§ **What to produce**
In the methods text, give everything from "2.11. Statistical analyses" down to "post hoc test." again, switching "Tukey's post hoc test" to "Bonferroni post hoc test".

§ **Document section**
• • • •

Total RNA was extracted via TRIzol reagent (Invitrogen) and reverse transcribed into cDNA via HiScript® IIQ Select RT SuperMix for qPCR (Vazyme, Inc.). Real-time PCR was performed using 2∗Q3 SYBR qPCR master mix (TOLOBIO, Inc.) for real-time PCR. The primers used are shown in Table 1. GAPDH was used as an internal control. All PCR products were determined via the 2-Δ Δ CT method.

Table 1.

Primers for real-time PCR.

Gene	Forward5’ -3′	Reverse5’ -3′
GAPDH mmu-miR-874-3p	CCTCGTCCCGTAGACAAAATG ACACTCCAGCTGGG CTGCCCTGGCCCGAGG	TGAGGTCAATGAAGGGGTCGT TGGTGTCGTGGAGTCG

2.11. Statistical analyses

Statistical analysis of the data was performed via SPSS software (version 21.0, IBM Corp., Armonk, NY) and GraphPad Prism 8.0.1 (GraphPad, San Diego, CA, USA). The data are presented as the means ± SDs, and a p value of less than 0.05 was considered to indicate statistical significance. Differences among groups were analyzed using one-way analysis of variance (ANOVA) followed by Tukey's post hoc test.

• • • •

§ **Extracted entries**
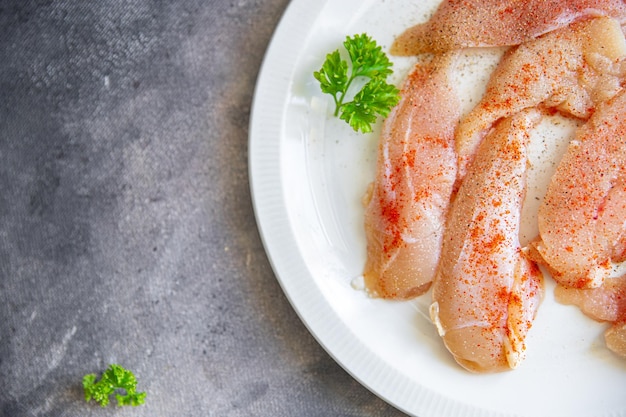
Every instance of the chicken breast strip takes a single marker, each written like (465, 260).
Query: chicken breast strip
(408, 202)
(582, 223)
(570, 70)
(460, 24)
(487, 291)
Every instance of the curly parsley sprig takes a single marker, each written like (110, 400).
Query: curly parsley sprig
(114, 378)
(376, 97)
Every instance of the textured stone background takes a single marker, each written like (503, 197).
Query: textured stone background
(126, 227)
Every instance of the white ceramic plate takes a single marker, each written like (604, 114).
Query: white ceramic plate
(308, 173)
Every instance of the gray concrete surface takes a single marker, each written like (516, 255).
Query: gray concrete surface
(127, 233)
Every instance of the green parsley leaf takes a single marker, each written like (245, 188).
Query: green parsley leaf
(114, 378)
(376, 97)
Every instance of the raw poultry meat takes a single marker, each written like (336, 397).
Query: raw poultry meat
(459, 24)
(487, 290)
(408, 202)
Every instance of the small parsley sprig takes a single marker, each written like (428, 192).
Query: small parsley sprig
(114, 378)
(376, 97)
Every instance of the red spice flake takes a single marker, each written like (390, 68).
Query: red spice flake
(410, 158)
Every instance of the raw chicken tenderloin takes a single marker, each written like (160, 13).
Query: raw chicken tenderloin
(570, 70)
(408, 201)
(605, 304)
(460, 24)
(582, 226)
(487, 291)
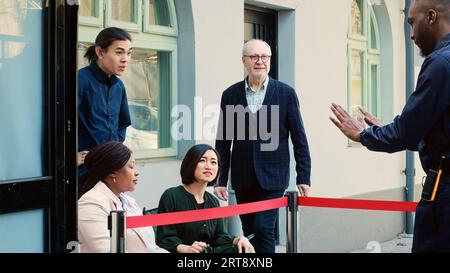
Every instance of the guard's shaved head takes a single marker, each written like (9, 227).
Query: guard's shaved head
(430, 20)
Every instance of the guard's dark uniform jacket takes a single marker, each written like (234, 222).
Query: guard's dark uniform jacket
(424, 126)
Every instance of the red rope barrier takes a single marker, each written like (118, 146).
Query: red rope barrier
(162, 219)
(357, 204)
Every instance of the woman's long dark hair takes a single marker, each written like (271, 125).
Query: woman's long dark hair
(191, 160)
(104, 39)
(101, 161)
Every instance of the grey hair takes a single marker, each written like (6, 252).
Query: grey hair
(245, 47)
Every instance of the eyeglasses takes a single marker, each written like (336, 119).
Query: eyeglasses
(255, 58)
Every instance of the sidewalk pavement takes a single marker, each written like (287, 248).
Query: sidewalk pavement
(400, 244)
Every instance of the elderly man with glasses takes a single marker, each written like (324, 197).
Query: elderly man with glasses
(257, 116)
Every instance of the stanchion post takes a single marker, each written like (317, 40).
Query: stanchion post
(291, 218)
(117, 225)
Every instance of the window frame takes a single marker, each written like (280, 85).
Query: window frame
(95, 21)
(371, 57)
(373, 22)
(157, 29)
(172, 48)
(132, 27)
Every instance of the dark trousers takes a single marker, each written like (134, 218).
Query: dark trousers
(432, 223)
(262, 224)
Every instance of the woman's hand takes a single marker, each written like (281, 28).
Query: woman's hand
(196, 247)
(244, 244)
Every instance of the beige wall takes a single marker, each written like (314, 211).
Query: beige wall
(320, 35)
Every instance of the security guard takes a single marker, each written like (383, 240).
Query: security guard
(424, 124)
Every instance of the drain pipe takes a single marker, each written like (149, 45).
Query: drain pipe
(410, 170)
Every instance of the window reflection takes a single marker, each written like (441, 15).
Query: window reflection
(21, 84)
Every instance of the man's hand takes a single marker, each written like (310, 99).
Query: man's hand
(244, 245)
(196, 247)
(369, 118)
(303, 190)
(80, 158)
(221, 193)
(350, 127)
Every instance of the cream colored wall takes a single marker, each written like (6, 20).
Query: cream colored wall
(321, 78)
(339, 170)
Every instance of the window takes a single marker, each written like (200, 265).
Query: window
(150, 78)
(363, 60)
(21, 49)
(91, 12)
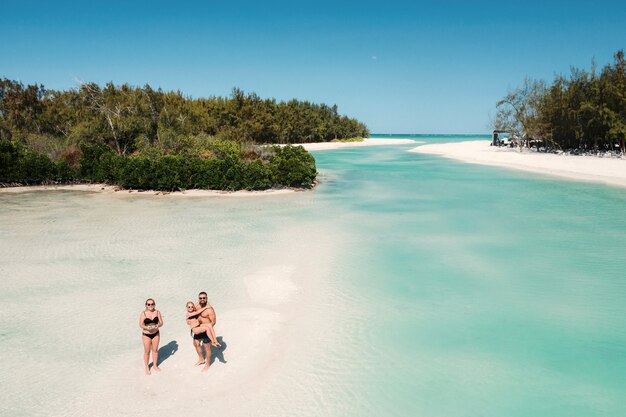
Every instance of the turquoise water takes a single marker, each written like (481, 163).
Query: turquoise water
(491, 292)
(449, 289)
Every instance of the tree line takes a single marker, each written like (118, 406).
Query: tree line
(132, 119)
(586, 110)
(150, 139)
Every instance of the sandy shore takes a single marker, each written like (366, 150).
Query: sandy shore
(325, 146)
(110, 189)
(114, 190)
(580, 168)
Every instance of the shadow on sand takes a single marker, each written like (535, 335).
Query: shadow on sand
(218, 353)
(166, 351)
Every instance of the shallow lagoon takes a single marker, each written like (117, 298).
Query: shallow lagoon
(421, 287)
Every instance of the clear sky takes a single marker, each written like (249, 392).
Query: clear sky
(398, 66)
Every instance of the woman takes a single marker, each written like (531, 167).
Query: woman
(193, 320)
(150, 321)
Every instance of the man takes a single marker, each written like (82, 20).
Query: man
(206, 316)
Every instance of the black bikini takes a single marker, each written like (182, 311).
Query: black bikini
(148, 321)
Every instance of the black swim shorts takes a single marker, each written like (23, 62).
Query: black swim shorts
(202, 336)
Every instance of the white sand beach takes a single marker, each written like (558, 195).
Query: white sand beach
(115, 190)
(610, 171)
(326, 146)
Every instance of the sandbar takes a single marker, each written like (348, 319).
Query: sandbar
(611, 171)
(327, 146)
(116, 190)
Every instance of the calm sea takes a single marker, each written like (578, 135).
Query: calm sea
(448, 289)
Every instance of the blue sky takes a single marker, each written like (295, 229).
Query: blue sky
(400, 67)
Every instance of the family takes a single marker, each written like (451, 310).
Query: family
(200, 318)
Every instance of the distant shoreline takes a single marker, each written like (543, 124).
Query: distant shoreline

• • • •

§ **The completed task**
2.11. Statistical analyses

Statistical analysis of the data was performed via SPSS software (version 21.0, IBM Corp., Armonk, NY) and GraphPad Prism 8.0.1 (GraphPad, San Diego, CA, USA). The data are presented as the means ± SDs, and a p value of less than 0.05 was considered to indicate statistical significance. Differences among groups were analyzed using one-way analysis of variance (ANOVA) followed by Bonferroni post hoc test.